• **Trecho fornecido**
---------------

Rubem Biáfora
Texto
Gervásio Rubem Biáfora (São Paulo, São Paulo, 1922 - Idem, 1996). Crítico de cinema, cineasta. Filho de uma modesta família do bairro da Casa Verde, em São Paulo, desde muito jovem coleciona informações sobre cinema: com doze anos, já possui uma coleção de recortes sobre filmes e informações que colhe de cartazes expostos em salas de cinema do bairro do Brás. Escreve suas impressões sobre filmes nos jornais da escola e, aos quinze anos, já assina colunas em jornais e revistas paulistanos. Em 1940, faz críticas e ensaios nos jornais Platéia e O Dia, ambos de São Paulo, e em 1943 escreve na Revista Inteligência, uma publicação também paulista.
Participa do segundo Clube de Cinema de São Paulo em 1946 - que mais tarde se transforma na Cinemateca Brasileira - escreve para o suplemento literário do jornal A Manhã, sua única incursão pela imprensa carioca. Nesse período empreende algumas experiências em 16 mm com o grupo liderado pelo fotógrafo e produtor Thomaz Farkas (1924-2011). Roteiriza e codirige um documentário inacabado sobre arte para o Museu de Arte de São Paulo (MASP), em 1947. Escreve para o Jornal de São Paulo e, um ano depois, assume a coluna de cinema no jornal Folha da Tarde. Funda o Centro de Estudos Cinematográficos no MASP no ano de 1948. E organiza, em 1950, com o ator e produtor José Júlio Spiewak (1931), o Grupo de Cinema Orson Welles. Em 1952, realiza seu primeiro filme, o curta-metragem Arte. No ano seguinte começa a escrever no O Estado de S. Paulo e, após quatro anos, passa a dividir coluna diária com o crítico de cinema Francisco Luiz de Almeida Salles (1912-1996). Realiza trabalhos junto à TV Record de São Paulo em 1954, onde escreve, dirige teleteatros e seriados de ficção científica com as aventuras de sua criação: o super-herói Capitão 7, interpretado pelo ator Ayres Campos (1923-2003).

---------------

• **Dados de entrada**
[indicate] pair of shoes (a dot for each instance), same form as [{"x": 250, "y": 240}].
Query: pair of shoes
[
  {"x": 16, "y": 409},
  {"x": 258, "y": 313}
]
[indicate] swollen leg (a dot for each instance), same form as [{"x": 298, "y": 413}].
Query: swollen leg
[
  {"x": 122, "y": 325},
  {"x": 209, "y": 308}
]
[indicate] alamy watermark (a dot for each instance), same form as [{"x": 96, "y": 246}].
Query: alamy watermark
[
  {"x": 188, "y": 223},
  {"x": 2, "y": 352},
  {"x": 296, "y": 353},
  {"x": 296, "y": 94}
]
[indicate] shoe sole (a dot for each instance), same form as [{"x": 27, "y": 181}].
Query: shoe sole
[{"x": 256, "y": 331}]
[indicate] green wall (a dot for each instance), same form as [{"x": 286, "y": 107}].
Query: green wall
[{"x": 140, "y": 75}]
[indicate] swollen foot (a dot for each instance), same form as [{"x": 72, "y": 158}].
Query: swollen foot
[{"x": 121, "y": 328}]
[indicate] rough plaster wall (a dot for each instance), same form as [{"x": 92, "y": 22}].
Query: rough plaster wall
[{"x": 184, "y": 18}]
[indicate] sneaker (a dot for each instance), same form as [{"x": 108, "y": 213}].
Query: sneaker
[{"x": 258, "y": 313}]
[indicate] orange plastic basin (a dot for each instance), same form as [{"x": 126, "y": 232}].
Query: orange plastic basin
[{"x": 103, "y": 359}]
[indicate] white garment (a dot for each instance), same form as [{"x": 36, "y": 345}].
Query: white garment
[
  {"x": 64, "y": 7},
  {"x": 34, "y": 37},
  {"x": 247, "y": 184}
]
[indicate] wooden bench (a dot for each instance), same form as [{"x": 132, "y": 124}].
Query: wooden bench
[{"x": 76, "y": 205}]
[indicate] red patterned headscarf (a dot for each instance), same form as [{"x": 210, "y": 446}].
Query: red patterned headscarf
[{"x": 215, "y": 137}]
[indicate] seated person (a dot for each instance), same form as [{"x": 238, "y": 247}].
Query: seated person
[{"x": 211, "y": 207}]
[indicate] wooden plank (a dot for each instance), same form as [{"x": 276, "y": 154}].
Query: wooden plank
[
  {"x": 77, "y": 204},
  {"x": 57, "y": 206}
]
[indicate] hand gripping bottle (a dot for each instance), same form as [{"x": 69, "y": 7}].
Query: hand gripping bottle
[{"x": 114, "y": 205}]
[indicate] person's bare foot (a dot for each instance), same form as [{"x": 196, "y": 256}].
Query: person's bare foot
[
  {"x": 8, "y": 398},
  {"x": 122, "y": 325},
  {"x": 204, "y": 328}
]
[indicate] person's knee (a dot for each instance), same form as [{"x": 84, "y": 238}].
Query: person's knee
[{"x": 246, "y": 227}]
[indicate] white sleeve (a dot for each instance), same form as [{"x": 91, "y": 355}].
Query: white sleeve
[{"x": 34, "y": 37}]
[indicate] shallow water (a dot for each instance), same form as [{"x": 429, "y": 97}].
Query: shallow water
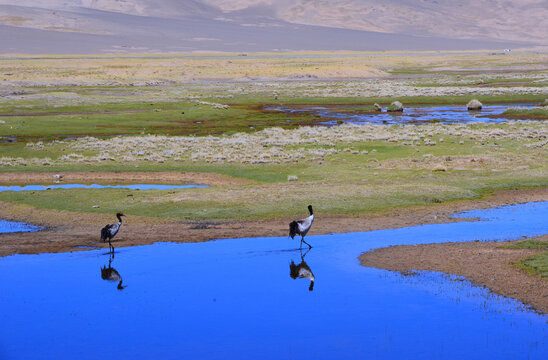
[
  {"x": 410, "y": 115},
  {"x": 96, "y": 186},
  {"x": 14, "y": 226},
  {"x": 234, "y": 299}
]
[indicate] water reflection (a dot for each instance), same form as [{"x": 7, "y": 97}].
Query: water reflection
[
  {"x": 55, "y": 306},
  {"x": 302, "y": 270},
  {"x": 410, "y": 115},
  {"x": 111, "y": 274}
]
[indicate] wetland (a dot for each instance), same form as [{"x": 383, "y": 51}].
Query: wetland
[{"x": 267, "y": 135}]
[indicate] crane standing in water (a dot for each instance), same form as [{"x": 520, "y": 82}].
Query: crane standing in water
[
  {"x": 301, "y": 227},
  {"x": 110, "y": 231}
]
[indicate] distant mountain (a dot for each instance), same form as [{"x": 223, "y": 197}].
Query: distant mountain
[{"x": 102, "y": 26}]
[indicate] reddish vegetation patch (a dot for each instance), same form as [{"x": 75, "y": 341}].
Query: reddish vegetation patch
[{"x": 121, "y": 177}]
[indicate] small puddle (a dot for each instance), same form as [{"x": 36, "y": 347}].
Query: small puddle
[
  {"x": 14, "y": 226},
  {"x": 254, "y": 298},
  {"x": 410, "y": 115},
  {"x": 96, "y": 186}
]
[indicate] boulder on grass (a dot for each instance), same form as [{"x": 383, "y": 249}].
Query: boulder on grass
[
  {"x": 474, "y": 105},
  {"x": 396, "y": 106}
]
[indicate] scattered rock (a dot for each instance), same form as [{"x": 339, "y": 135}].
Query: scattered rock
[
  {"x": 396, "y": 106},
  {"x": 474, "y": 105}
]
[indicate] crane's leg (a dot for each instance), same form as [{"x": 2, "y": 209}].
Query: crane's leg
[{"x": 309, "y": 246}]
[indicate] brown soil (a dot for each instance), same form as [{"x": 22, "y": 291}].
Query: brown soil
[
  {"x": 486, "y": 264},
  {"x": 65, "y": 230},
  {"x": 120, "y": 177}
]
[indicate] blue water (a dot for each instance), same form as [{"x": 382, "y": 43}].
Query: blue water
[
  {"x": 234, "y": 299},
  {"x": 96, "y": 186},
  {"x": 13, "y": 226},
  {"x": 410, "y": 115}
]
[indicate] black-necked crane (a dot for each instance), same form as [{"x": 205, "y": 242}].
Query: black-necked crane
[
  {"x": 111, "y": 274},
  {"x": 302, "y": 271},
  {"x": 301, "y": 227},
  {"x": 110, "y": 231}
]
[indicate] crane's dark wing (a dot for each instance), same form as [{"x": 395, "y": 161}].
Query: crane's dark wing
[
  {"x": 105, "y": 232},
  {"x": 293, "y": 229}
]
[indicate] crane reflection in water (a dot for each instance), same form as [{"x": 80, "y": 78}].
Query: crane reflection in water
[
  {"x": 111, "y": 274},
  {"x": 302, "y": 271}
]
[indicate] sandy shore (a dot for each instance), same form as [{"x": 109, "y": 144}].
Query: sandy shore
[
  {"x": 67, "y": 230},
  {"x": 485, "y": 264}
]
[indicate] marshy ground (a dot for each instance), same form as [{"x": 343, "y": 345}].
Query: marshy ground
[{"x": 203, "y": 119}]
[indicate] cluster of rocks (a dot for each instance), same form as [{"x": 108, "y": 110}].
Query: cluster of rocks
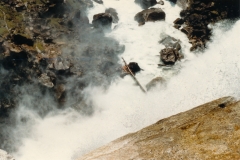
[
  {"x": 196, "y": 17},
  {"x": 104, "y": 20},
  {"x": 40, "y": 43},
  {"x": 28, "y": 43},
  {"x": 49, "y": 47}
]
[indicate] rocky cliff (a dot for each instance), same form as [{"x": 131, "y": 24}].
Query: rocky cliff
[{"x": 207, "y": 132}]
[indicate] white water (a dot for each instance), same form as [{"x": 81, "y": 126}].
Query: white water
[{"x": 123, "y": 108}]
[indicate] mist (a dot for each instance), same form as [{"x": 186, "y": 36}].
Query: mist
[{"x": 101, "y": 106}]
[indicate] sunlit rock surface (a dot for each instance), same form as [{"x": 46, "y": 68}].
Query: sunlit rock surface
[{"x": 210, "y": 131}]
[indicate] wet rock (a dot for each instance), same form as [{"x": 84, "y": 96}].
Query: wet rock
[
  {"x": 60, "y": 93},
  {"x": 152, "y": 14},
  {"x": 45, "y": 80},
  {"x": 134, "y": 67},
  {"x": 19, "y": 39},
  {"x": 155, "y": 82},
  {"x": 102, "y": 20},
  {"x": 113, "y": 13},
  {"x": 169, "y": 56},
  {"x": 5, "y": 156},
  {"x": 179, "y": 21},
  {"x": 170, "y": 42},
  {"x": 146, "y": 3},
  {"x": 199, "y": 14}
]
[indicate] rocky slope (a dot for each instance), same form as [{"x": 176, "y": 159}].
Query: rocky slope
[
  {"x": 197, "y": 15},
  {"x": 207, "y": 132},
  {"x": 48, "y": 48}
]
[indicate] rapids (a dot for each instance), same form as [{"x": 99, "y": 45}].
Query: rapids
[{"x": 122, "y": 108}]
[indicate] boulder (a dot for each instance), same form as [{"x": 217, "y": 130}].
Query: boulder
[
  {"x": 207, "y": 132},
  {"x": 152, "y": 14},
  {"x": 170, "y": 42},
  {"x": 134, "y": 67},
  {"x": 146, "y": 3},
  {"x": 113, "y": 13},
  {"x": 199, "y": 14},
  {"x": 169, "y": 56},
  {"x": 102, "y": 20},
  {"x": 154, "y": 82}
]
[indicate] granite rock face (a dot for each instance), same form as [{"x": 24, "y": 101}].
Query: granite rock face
[{"x": 207, "y": 132}]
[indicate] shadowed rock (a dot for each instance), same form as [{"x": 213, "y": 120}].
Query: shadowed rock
[
  {"x": 152, "y": 14},
  {"x": 102, "y": 20},
  {"x": 146, "y": 3},
  {"x": 169, "y": 56}
]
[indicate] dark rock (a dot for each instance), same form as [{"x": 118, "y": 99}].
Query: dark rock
[
  {"x": 19, "y": 39},
  {"x": 113, "y": 13},
  {"x": 169, "y": 56},
  {"x": 102, "y": 20},
  {"x": 152, "y": 14},
  {"x": 170, "y": 42},
  {"x": 156, "y": 81},
  {"x": 146, "y": 3},
  {"x": 199, "y": 14},
  {"x": 134, "y": 67},
  {"x": 178, "y": 21}
]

---------------

• **Instruções do exercício**
a - De acordo com o texto sobre Rubem Biáfora, que fato comprova que ele colecionava informações sobre cinema desde muito jovem? Responda em até três frases.
b - Reescreva os registros desde a linha que contém "[indicate] shadowed rock" até o fim dos registros, trocando "instance" por "occurrence" e mantendo todo o resto inalterado. Apresente somente essas linhas.

• **Respostas em ordem**
a - Com doze anos, Biáfora já possuía uma coleção de recortes sobre filmes. Também reunia informações que colhia de cartazes expostos em salas de cinema do bairro do Brás.

b -
[indicate] shadowed rock (a dot for each occurrence), same form as [{"x": 213, "y": 120}].
Query: shadowed rock
[
  {"x": 152, "y": 14},
  {"x": 102, "y": 20},
  {"x": 146, "y": 3},
  {"x": 169, "y": 56}
]
[indicate] dark rock (a dot for each occurrence), same form as [{"x": 118, "y": 99}].
Query: dark rock
[
  {"x": 19, "y": 39},
  {"x": 113, "y": 13},
  {"x": 169, "y": 56},
  {"x": 102, "y": 20},
  {"x": 152, "y": 14},
  {"x": 170, "y": 42},
  {"x": 156, "y": 81},
  {"x": 146, "y": 3},
  {"x": 199, "y": 14},
  {"x": 134, "y": 67},
  {"x": 178, "y": 21}
]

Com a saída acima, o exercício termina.